Every line of the entries below from the one containing "Query: jersey sleeve" to the one containing "Query: athletic sock", both ends included, must be written out exactly. No other line belongs in the answer.

--- START ---

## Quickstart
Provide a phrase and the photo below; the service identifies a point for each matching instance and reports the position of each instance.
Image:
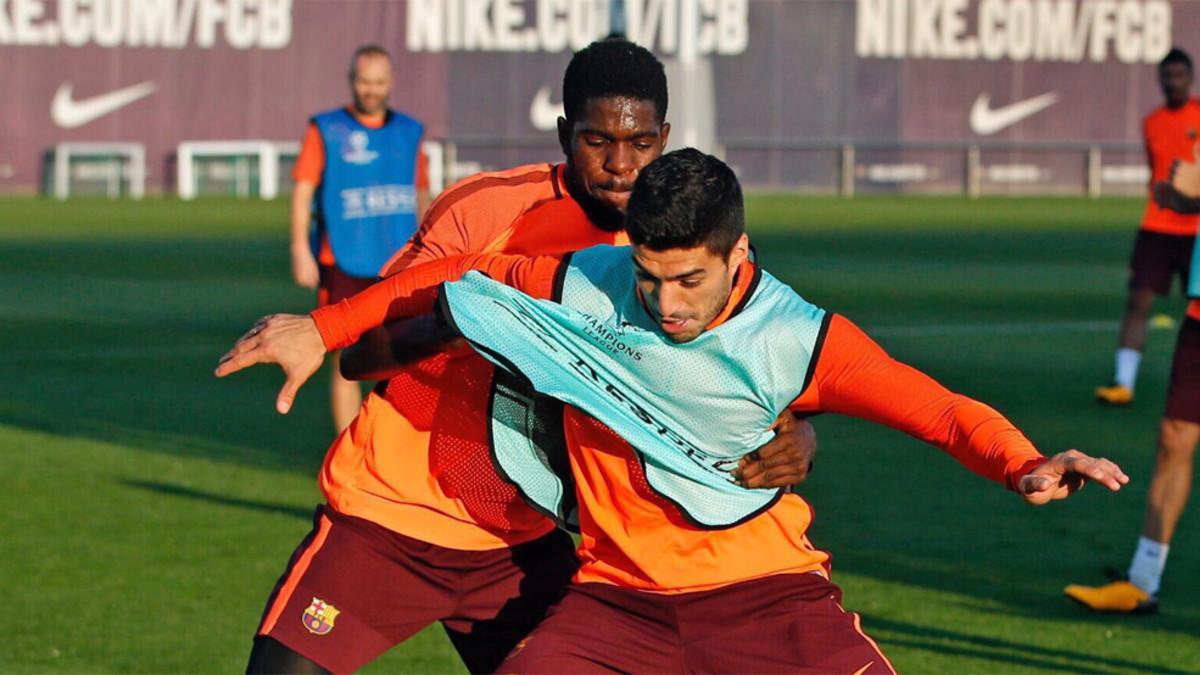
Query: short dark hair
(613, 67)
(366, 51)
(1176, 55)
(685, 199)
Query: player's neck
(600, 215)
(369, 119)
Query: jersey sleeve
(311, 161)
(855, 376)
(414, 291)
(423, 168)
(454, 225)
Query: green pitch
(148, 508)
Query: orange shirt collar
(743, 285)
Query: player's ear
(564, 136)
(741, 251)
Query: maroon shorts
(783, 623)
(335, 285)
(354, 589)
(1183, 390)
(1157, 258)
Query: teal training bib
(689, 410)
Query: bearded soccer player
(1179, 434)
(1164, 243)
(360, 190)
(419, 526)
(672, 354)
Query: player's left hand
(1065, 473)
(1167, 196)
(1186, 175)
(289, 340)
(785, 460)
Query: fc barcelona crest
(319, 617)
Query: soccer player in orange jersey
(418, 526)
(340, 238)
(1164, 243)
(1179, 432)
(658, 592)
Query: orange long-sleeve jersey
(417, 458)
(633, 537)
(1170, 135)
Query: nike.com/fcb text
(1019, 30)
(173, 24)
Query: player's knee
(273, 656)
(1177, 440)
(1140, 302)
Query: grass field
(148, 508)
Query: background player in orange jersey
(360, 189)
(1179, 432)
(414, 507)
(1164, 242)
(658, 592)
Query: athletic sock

--- END ---
--- START ---

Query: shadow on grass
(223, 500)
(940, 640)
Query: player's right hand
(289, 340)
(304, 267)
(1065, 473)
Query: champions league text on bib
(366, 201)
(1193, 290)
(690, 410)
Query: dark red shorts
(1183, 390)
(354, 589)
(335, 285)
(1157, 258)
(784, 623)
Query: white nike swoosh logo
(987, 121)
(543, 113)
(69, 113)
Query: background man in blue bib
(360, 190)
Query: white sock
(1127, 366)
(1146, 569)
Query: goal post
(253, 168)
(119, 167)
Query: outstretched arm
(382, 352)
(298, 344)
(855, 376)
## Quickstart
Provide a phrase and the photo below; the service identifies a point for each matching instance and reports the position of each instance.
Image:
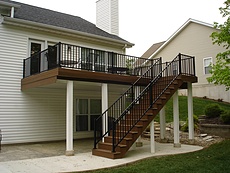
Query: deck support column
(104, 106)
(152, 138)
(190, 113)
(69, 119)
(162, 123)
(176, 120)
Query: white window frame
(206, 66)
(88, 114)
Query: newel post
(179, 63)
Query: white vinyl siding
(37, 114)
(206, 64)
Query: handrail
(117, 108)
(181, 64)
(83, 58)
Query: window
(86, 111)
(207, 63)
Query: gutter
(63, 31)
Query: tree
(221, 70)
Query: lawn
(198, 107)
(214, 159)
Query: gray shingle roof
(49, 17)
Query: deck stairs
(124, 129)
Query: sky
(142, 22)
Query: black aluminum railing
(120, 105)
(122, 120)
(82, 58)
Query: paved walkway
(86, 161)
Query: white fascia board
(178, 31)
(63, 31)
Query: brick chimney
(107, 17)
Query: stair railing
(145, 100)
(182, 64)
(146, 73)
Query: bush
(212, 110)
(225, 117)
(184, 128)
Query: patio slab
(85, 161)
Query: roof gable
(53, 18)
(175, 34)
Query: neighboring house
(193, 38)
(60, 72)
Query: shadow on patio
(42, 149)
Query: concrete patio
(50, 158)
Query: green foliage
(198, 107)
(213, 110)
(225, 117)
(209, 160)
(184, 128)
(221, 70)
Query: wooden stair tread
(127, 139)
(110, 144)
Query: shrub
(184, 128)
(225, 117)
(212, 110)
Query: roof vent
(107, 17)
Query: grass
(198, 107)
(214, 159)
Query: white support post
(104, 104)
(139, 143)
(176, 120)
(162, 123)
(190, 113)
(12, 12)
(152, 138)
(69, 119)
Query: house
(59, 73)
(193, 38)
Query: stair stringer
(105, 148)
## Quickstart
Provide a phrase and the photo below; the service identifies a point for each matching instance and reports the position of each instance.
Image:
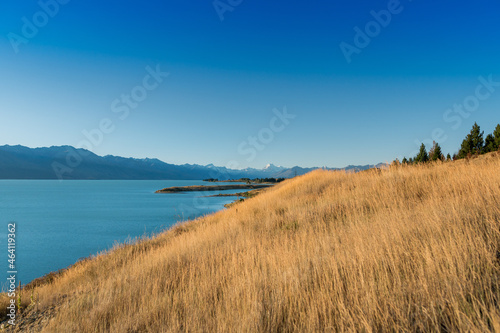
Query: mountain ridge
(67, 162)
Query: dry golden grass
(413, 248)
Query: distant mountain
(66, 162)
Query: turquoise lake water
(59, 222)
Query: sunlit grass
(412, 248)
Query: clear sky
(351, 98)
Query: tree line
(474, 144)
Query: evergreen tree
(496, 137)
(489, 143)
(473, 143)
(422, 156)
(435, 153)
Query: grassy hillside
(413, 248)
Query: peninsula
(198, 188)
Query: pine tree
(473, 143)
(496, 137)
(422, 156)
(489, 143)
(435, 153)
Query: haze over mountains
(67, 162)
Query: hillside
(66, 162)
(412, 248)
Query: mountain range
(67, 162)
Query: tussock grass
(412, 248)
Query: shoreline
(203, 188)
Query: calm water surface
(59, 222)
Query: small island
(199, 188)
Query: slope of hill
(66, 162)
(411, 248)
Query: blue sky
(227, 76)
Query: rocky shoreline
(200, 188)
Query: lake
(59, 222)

--- END ---

_WRITTEN ANSWER_.
Query: jersey sleeve
(311, 161)
(855, 376)
(414, 291)
(423, 168)
(454, 225)
Query: green pitch
(148, 508)
Query: orange shirt collar
(743, 285)
Query: player's ear
(564, 136)
(741, 251)
Query: maroon shorts
(783, 623)
(335, 285)
(354, 589)
(1183, 390)
(1157, 258)
Query: teal training bib
(689, 410)
Query: bearded soccer player
(1179, 434)
(1164, 243)
(360, 190)
(419, 526)
(672, 354)
Query: player's left hand
(1065, 473)
(1167, 196)
(1186, 175)
(289, 340)
(785, 460)
Query: fc barcelona crest
(319, 617)
Query: soccer player in orange jersey
(418, 526)
(340, 238)
(1164, 243)
(1179, 432)
(658, 592)
Query: orange long-sleeve jersey
(417, 458)
(633, 537)
(1170, 135)
Query: nike.com/fcb text
(1019, 30)
(173, 24)
Query: player's knee
(273, 656)
(1177, 440)
(1140, 302)
Query: grass field
(148, 508)
Query: background player in orange jersey
(360, 189)
(1179, 432)
(414, 507)
(1164, 242)
(658, 592)
Query: athletic sock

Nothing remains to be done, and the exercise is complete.